Ich beobachte mal, wie wohlhabende Menschen schnell und in aller Eile etwas Kleingeld in das Körbchen des Bittenden fallen ließen, ohne ein Wort zu schenken. Es kam mir fast vor, als wäre es ihnen peinlich gewesen. Andere wendeten bewusst ihren Blick von ihnen, um nicht in ihr Blickfeld zu geraten und dadurch Kontakt aufnehmen zu müssen. Wieder andere gaben dem Bittenden etwas Geld, vermieden aber auch jeden Blickkontakt und gingen weiter ihres Weges.
Vor kurzem beobachtete ich etwas Besonderes. Eine Frau unterhielt sich mit einem Bettler, sie schenkte ihm Zeit, einen liebenden Blick und sie tauschten Worte miteinander aus. Ihre Gesichter leuchteten und es ging ein Gefühl der Wärme von ihnen aus. Nach einiger Zeit ging die Frau und kam kurz danach mit einem heißen Becher Kaffee zurück und legte diesen in die Hände des Armen. Seine Augen glänzten noch mehr, er war berührt von den Gesten und der Tat dieser Frau. Der bittende Mensch, der Arme, fühlte sich angenommen, bejaht, geliebt, er verlor seine Verdrossenheit. Diese Frau war einfühlsam, sie spürte, was in ihrem Gegenüber vor sich ging, wonach er sich sehnte und worunter er litt.
Als ich wieder Zuhause war, habe ich mich erst mal vor meine beiden Adventskerzen gesetzt, um das Erlebte tiefer zu durchdringen. Es war für mich eine Erfahrung tiefen Friedens, den ich nachklingen ließ. Wir alle sind immer auch Bittende, Bettler, wir brauchen Hilfe und Unterstützung und lieben es, wenn wir wertgeschätzt, beschenkt, wahrgenommen und geachtet werden.
In meinem Nachspüren drang eine Erzählung von Rainer Maria Rilke durch meine Seele. Ich habe mich gefreut, dass ich mich an sie erinnerte. Wort für Wort, behutsam und aufmerksam las ich sie. Mit ihnen ging ich in die Nacht und fand einen tiefen, erholsamen Schlaf.

**Erfasste Daten:**

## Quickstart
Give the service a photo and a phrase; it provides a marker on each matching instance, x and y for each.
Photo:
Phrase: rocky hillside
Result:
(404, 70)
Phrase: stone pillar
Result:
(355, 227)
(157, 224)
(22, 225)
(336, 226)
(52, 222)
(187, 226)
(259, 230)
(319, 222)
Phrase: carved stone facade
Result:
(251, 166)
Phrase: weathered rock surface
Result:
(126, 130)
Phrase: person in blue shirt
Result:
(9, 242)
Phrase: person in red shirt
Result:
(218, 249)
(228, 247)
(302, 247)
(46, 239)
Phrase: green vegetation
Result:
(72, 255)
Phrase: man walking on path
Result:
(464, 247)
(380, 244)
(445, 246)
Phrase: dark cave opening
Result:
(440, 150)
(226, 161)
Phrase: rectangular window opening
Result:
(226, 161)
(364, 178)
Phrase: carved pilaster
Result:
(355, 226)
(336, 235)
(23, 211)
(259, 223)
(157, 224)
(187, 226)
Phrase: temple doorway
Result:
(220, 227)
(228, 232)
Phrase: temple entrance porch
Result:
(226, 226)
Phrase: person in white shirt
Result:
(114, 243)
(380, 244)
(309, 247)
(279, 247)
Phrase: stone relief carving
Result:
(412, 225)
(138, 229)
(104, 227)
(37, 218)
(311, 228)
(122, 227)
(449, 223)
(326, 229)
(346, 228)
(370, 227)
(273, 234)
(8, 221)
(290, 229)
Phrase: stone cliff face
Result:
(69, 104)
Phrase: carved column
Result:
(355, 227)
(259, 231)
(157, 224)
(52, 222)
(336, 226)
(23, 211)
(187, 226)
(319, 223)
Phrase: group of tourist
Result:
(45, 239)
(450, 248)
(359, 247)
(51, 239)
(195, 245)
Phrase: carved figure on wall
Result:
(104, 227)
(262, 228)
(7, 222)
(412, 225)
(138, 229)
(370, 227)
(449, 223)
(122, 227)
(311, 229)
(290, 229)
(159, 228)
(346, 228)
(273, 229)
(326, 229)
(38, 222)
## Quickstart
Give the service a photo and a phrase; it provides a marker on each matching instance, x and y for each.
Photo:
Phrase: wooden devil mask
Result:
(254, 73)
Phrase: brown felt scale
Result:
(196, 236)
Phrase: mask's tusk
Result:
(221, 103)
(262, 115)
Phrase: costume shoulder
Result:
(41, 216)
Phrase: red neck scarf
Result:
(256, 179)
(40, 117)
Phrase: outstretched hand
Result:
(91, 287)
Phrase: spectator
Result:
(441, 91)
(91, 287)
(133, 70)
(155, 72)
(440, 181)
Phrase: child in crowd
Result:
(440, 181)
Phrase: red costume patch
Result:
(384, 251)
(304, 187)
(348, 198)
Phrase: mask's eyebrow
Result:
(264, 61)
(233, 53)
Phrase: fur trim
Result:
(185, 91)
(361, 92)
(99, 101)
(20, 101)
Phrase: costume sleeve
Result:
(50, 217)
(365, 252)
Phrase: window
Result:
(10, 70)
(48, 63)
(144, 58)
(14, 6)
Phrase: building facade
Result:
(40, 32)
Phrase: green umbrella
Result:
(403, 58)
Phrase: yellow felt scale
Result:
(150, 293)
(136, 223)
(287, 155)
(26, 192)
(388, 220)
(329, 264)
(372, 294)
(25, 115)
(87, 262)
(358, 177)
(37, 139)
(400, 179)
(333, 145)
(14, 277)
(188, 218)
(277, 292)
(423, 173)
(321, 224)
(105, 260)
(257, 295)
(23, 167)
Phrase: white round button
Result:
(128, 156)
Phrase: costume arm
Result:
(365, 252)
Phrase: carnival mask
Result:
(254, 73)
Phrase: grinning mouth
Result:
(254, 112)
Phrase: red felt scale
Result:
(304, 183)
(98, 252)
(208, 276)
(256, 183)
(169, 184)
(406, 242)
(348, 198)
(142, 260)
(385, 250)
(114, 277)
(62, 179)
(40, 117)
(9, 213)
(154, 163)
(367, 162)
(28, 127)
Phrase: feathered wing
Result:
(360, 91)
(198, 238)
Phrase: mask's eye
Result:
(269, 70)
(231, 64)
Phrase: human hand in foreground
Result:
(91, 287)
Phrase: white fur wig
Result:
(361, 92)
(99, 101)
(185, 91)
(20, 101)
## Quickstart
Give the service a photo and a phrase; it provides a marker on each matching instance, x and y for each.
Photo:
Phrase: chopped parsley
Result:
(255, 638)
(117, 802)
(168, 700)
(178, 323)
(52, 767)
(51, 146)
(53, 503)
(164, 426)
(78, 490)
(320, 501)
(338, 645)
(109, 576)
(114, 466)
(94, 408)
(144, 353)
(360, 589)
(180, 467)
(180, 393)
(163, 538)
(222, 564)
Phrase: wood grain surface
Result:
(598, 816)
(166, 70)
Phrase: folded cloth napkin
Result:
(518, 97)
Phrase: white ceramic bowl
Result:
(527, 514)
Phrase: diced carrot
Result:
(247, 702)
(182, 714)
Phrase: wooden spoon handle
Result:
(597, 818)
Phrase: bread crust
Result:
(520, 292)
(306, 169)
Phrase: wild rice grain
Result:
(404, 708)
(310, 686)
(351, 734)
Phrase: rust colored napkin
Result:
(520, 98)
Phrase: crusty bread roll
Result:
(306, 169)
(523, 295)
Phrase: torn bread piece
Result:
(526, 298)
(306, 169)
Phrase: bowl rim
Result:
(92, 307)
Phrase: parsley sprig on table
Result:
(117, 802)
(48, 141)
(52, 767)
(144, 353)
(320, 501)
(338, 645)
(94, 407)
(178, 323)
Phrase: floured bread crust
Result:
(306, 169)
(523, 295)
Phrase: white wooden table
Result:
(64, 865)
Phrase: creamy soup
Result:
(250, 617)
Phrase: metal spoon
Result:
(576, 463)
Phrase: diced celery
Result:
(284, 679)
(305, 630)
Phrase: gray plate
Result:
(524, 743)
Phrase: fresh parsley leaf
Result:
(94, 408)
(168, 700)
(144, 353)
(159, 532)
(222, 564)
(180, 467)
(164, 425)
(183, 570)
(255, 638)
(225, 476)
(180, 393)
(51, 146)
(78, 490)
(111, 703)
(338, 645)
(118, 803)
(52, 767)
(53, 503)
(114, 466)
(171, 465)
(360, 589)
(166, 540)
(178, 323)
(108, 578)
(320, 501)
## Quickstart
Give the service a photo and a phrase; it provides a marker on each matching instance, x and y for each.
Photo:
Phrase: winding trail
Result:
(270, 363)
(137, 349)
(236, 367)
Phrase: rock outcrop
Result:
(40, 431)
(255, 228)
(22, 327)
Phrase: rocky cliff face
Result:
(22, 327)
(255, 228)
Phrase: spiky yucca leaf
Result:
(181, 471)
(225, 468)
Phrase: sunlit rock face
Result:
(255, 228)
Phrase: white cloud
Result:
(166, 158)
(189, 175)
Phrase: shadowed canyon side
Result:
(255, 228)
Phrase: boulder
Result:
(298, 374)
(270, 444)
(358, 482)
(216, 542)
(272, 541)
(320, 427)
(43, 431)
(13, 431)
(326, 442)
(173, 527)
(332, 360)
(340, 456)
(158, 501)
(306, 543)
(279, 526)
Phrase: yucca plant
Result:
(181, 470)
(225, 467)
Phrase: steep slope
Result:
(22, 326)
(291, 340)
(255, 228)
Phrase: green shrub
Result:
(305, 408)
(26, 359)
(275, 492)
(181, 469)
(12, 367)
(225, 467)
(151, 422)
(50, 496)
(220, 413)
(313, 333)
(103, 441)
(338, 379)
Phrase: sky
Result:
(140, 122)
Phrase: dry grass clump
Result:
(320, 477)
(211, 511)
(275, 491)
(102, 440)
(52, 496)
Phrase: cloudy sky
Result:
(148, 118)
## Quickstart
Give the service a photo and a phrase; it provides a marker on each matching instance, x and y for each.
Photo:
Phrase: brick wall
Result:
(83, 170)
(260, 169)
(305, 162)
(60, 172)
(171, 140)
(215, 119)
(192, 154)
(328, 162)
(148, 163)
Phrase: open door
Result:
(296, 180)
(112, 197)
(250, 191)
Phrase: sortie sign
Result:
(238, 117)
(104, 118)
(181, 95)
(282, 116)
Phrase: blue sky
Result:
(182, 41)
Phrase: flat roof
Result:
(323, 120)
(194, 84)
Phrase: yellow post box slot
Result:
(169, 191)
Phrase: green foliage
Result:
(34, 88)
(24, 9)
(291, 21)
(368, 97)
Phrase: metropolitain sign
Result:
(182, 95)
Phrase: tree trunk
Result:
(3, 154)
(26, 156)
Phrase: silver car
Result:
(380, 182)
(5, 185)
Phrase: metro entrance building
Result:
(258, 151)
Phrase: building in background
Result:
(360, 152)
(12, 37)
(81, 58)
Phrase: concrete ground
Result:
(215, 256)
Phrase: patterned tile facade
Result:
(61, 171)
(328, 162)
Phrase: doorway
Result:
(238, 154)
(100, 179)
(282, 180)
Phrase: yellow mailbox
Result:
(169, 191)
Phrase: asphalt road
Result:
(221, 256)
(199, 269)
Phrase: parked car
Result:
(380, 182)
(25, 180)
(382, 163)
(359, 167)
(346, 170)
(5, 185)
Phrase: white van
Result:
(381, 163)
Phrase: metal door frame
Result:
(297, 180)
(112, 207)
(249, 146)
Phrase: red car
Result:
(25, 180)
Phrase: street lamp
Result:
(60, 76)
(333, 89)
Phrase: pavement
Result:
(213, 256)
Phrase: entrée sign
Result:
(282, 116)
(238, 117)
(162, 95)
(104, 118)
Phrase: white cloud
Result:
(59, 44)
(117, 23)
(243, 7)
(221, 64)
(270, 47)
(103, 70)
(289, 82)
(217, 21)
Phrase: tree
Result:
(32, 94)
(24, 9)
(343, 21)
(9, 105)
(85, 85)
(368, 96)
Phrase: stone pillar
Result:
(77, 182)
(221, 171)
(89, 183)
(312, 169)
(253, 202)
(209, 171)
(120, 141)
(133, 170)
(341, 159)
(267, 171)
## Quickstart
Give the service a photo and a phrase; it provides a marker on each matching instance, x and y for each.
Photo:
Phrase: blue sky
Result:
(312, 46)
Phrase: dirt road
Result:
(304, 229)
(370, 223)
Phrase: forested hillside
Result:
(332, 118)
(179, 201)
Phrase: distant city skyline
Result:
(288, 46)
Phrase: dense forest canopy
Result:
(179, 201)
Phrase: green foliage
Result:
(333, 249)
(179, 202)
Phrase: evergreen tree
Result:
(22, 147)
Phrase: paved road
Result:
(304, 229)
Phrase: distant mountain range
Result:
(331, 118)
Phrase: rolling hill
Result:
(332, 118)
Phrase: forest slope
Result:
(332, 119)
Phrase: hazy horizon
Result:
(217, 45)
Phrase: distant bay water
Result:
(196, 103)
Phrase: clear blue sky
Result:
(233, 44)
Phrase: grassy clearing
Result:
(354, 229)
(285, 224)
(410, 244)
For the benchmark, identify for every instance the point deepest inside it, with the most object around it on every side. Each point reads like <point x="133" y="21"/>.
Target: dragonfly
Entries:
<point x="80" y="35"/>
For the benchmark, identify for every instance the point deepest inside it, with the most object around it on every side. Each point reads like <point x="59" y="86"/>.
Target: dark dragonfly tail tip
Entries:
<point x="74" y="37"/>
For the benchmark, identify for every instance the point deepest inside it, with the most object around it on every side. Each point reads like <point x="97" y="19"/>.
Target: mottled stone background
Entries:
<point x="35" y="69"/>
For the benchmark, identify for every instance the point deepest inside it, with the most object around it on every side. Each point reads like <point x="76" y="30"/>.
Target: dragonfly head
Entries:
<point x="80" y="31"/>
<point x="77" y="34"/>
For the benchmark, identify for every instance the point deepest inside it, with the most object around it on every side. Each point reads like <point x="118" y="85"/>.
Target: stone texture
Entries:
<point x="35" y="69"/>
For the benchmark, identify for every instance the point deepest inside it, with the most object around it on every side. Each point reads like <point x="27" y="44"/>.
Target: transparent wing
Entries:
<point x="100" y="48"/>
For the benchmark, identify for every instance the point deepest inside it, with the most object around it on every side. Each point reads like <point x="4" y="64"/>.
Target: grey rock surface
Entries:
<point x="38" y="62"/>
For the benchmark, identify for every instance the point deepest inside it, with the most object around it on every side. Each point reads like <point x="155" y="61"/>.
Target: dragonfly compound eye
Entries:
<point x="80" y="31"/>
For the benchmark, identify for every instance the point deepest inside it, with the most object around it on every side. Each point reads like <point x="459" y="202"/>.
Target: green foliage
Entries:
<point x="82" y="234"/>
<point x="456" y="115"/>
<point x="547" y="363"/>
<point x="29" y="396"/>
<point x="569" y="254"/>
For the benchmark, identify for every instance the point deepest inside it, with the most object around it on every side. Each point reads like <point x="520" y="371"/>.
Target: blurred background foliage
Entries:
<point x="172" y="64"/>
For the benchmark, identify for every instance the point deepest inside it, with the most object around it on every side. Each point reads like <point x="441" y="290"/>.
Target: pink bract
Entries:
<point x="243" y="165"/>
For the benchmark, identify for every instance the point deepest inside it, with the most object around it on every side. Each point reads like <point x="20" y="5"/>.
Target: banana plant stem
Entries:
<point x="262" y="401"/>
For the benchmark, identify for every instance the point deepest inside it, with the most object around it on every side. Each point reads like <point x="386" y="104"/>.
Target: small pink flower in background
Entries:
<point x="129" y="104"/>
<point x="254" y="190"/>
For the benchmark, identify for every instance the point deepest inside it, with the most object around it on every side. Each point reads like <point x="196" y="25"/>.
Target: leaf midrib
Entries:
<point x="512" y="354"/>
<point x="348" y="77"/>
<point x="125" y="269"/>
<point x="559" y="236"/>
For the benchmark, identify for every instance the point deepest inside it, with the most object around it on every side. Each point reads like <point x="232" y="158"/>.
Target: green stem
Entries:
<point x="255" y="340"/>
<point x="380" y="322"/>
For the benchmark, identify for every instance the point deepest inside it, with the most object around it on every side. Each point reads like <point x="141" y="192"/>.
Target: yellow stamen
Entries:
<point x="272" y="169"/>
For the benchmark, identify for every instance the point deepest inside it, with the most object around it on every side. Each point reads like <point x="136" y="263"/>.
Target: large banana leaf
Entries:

**Aufgabendetails:**
Schreiben Sie aus dem Textauszug über die Begegnung mit dem Bettler alles von „Vor kurzem beobachtete“ bis einschließlich „worunter er litt.“ wortgetreu ab.

**Erwartete Antwort:**
Vor kurzem beobachtete ich etwas Besonderes. Eine Frau unterhielt sich mit einem Bettler, sie schenkte ihm Zeit, einen liebenden Blick und sie tauschten Worte miteinander aus. Ihre Gesichter leuchteten und es ging ein Gefühl der Wärme von ihnen aus. Nach einiger Zeit ging die Frau und kam kurz danach mit einem heißen Becher Kaffee zurück und legte diesen in die Hände des Armen. Seine Augen glänzten noch mehr, er war berührt von den Gesten und der Tat dieser Frau. Der bittende Mensch, der Arme, fühlte sich angenommen, bejaht, geliebt, er verlor seine Verdrossenheit. Diese Frau war einfühlsam, sie spürte, was in ihrem Gegenüber vor sich ging, wonach er sich sehnte und worunter er litt.